_Zadania do wykonania_
A) Przepisz z fragmentu o oczyszczaniu ścieków tekst od „Podczas stażu prowadziła” do „chce się rozwijać.”.
B) Przetłumacz na angielski zdanie z fragmentu o oczyszczaniu ścieków: „Znajomi uśmiechają się czasem, że potrafię godzinami mówić o ściekach.”

_Udostępniony fragment_
══════════════════════════════

Podczas stażu prowadziła też zajęcia w laboratorium ze studentami, a były one związane z oznaczaniem podstawowych parametrów w ściekach. Przeprowadziła również wykład na temat oczyszczania ścieków w systemach semi-naturalnych w Polsce, by przedstawić kolegom zza zachodniej granicy nasze doświadczenia w tej dziedzinie. – Całe moje naukowe życie kręci się wokół oczyszczalni. Znajomi uśmiechają się czasem, że potrafię godzinami mówić o ściekach. Ale to jest naprawdę fascynujące, a badania nigdy się nie kończą. Bo każdy kolejny projekt pociąga za sobą nowe pomysły, które chce się rozwijać.

Kolejne projekty realizować będzie jako jeden z członków Wiodącego Zespołu Badawczego: Woda, Klimat, Środowisko. – W ramach tego zespołu biorę udział w dwóch projektach. Działamy prężnie, piszemy wnioski, do których jesteśmy zapraszani jako partnerzy i próbujemy pozyskać środki na badania. Nie ma czasu na nudę – mówi Aleksandra Bawiec i dodaje, że oprócz tego bierze też udział w projekcie „Smart Water Domain”, który koordynuje prof. Katarzyna Pawęska. – Skupiamy się w nim na możliwościach ponownego wykorzystania ścieków w dobie braku zasobów wodnych. Jest to projekt międzynarodowy, w którym wraz z Uniwersytetem Łódzkim jesteśmy jednym z partnerów, obok naukowców z Japonii, Niemiec, Czech, Słowacji, Litwy.

══════════════════════════════

_Dostarczone pozycje_
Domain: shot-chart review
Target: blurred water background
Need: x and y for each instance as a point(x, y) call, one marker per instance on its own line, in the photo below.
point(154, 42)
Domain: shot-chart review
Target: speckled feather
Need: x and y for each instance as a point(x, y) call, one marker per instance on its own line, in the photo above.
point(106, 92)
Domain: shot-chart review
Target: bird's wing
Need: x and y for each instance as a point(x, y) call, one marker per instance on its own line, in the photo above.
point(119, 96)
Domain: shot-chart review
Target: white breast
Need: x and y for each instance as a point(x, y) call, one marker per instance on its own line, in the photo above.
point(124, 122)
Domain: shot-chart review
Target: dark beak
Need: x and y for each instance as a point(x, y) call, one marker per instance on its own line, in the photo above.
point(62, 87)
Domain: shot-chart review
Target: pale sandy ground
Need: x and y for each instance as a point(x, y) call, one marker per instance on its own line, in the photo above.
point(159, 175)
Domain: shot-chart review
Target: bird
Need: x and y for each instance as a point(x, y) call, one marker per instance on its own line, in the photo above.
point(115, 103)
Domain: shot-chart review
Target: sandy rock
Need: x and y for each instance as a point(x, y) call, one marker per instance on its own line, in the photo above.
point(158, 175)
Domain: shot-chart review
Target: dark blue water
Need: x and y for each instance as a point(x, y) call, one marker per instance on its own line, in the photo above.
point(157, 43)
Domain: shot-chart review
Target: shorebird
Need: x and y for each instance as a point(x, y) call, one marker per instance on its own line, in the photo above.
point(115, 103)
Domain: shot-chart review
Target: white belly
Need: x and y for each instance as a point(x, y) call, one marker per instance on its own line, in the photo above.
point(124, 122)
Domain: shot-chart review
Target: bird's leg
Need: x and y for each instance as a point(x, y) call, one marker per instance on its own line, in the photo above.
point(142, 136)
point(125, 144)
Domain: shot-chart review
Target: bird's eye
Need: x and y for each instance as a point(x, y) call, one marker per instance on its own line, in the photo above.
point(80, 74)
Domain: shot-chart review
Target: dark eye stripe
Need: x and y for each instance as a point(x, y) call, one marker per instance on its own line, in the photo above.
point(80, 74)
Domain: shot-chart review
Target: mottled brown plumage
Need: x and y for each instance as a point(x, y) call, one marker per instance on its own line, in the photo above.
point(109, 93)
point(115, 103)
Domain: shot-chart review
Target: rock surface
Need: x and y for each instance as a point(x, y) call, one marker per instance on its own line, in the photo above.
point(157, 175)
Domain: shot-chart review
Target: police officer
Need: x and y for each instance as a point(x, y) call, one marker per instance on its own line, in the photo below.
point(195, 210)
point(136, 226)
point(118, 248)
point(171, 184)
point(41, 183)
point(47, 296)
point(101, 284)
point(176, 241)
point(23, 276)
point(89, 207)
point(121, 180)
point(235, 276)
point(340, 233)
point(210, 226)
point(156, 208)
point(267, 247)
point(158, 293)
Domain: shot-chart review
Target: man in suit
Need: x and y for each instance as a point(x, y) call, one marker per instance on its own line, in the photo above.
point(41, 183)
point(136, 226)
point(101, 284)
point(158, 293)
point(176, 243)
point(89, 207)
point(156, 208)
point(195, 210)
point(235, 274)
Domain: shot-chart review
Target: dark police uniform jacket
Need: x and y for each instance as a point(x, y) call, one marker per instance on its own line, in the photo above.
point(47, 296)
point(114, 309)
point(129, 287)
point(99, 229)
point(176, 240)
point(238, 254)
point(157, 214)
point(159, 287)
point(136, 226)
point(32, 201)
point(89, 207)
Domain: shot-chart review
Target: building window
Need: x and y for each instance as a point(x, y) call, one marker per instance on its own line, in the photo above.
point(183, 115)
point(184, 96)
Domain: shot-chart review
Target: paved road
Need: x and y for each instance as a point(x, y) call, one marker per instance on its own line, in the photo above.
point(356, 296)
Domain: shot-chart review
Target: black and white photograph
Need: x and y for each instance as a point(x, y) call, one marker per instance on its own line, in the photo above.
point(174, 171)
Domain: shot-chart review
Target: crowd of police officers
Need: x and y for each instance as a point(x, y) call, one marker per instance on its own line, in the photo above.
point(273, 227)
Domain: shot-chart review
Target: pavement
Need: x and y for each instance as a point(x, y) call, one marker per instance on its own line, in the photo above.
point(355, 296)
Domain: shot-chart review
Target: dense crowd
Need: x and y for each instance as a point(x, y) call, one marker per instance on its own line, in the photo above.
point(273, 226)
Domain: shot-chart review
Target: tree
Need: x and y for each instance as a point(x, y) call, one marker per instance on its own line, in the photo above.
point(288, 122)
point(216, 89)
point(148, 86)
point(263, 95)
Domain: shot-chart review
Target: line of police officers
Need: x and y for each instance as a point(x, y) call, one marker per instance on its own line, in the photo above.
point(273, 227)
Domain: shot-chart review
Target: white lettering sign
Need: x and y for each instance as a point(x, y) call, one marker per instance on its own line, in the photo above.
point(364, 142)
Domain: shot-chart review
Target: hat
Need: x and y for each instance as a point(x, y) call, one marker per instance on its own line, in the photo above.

══════════════════════════════

_Opracowane odpowiedzi_
A)
Podczas stażu prowadziła też zajęcia w laboratorium ze studentami, a były one związane z oznaczaniem podstawowych parametrów w ściekach. Przeprowadziła również wykład na temat oczyszczania ścieków w systemach semi-naturalnych w Polsce, by przedstawić kolegom zza zachodniej granicy nasze doświadczenia w tej dziedzinie. – Całe moje naukowe życie kręci się wokół oczyszczalni. Znajomi uśmiechają się czasem, że potrafię godzinami mówić o ściekach. Ale to jest naprawdę fascynujące, a badania nigdy się nie kończą. Bo każdy kolejny projekt pociąga za sobą nowe pomysły, które chce się rozwijać.

B) My friends sometimes smile at how I can talk about wastewater for hours.